• Short task
Render each line of the entries below as a JSON list of strings, one string per line, with blank lines left out.

• Records for this task
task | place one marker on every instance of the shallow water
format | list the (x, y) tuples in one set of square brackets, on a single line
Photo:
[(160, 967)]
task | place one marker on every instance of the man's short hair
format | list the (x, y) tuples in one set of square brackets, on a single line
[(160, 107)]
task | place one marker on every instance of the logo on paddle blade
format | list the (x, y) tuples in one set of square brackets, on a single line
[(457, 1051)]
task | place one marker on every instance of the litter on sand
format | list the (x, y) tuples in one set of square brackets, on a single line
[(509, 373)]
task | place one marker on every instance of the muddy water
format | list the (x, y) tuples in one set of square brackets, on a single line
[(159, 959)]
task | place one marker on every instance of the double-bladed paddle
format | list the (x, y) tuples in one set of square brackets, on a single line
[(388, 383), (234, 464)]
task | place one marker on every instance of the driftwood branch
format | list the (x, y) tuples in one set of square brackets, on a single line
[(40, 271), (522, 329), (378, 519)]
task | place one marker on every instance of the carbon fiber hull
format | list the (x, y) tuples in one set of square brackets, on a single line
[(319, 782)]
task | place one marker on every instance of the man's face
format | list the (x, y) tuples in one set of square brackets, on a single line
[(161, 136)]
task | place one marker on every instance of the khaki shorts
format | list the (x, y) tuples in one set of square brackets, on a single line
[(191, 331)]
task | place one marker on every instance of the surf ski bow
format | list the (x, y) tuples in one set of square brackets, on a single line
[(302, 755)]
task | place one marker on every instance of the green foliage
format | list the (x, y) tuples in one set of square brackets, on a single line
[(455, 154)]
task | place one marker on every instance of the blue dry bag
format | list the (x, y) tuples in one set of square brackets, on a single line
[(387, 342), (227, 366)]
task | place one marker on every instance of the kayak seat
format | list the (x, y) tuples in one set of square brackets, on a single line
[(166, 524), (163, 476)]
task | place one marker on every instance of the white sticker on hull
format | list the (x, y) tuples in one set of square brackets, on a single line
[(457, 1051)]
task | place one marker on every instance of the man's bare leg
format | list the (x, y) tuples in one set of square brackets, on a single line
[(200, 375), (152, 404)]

• Output
[
  "task | place one marker on every instance of the shallow water",
  "format | list the (x, y) tuples in one set of square brackets, on a single line",
  "Photo:",
  "[(160, 967)]",
  "task | place one marker on every instance of the man's short hair",
  "format | list the (x, y) tuples in one set of square brackets, on a single line",
  "[(160, 107)]",
  "task | place one marker on every instance of the logo on paddle blade",
  "format | list the (x, y) tuples in one set of square brackets, on a single line",
  "[(457, 1051)]",
  "task | place one marker on every instance of the litter on sand",
  "format | list the (x, y) tuples in one set of square brackets, on a single line",
  "[(509, 373)]",
  "task | place one marker on every instance of the muddy water",
  "format | list the (x, y) tuples in one set of square brackets, on a single line",
  "[(159, 959)]",
  "task | place one marker on every instance of the double-bladed paddle",
  "format | list the (x, y) tuples in one set of square brackets, on a single line",
  "[(388, 383), (234, 464)]",
  "task | place one marker on every instance of the driftwood branch",
  "format | list the (x, y) tuples in one set of square brackets, on a single line",
  "[(40, 271), (522, 329), (378, 519)]",
  "task | place one marker on every instance of the carbon fiber hull",
  "format | list the (x, y) tuples in one set of square brackets, on a single line",
  "[(319, 782)]",
  "task | place one marker on every instance of the man's face",
  "format | list the (x, y) tuples in one set of square brackets, on a single line",
  "[(161, 136)]",
  "task | place one marker on every instance of the khaki shorts",
  "format | list the (x, y) tuples in one set of square brackets, on a single line",
  "[(191, 331)]",
  "task | place one marker on every instance of the surf ski bow",
  "format | list the (x, y) tuples in one set of square brackets, on a single line",
  "[(302, 755)]",
  "task | place one marker on every instance of the green foliage",
  "format | list the (x, y) tuples in one set of square brackets, on a single line",
  "[(455, 154)]",
  "task | place one marker on every instance of the blue dry bag",
  "format | list the (x, y) tuples in one set of square brackets, on a single line",
  "[(387, 342), (227, 366)]",
  "task | place one marker on every instance of the kayak seat",
  "format | list the (x, y) tuples in one set of square brackets, on a single line",
  "[(166, 524), (163, 476)]",
  "task | place one marker on every instance of the white sticker on hull",
  "format | list the (x, y) tuples in one set of square brackets, on a single line",
  "[(457, 1051)]",
  "task | place one marker on every instance of the man's bare leg",
  "format | list the (x, y) tuples in one set of square brackets, on a single line",
  "[(200, 375), (152, 404)]"
]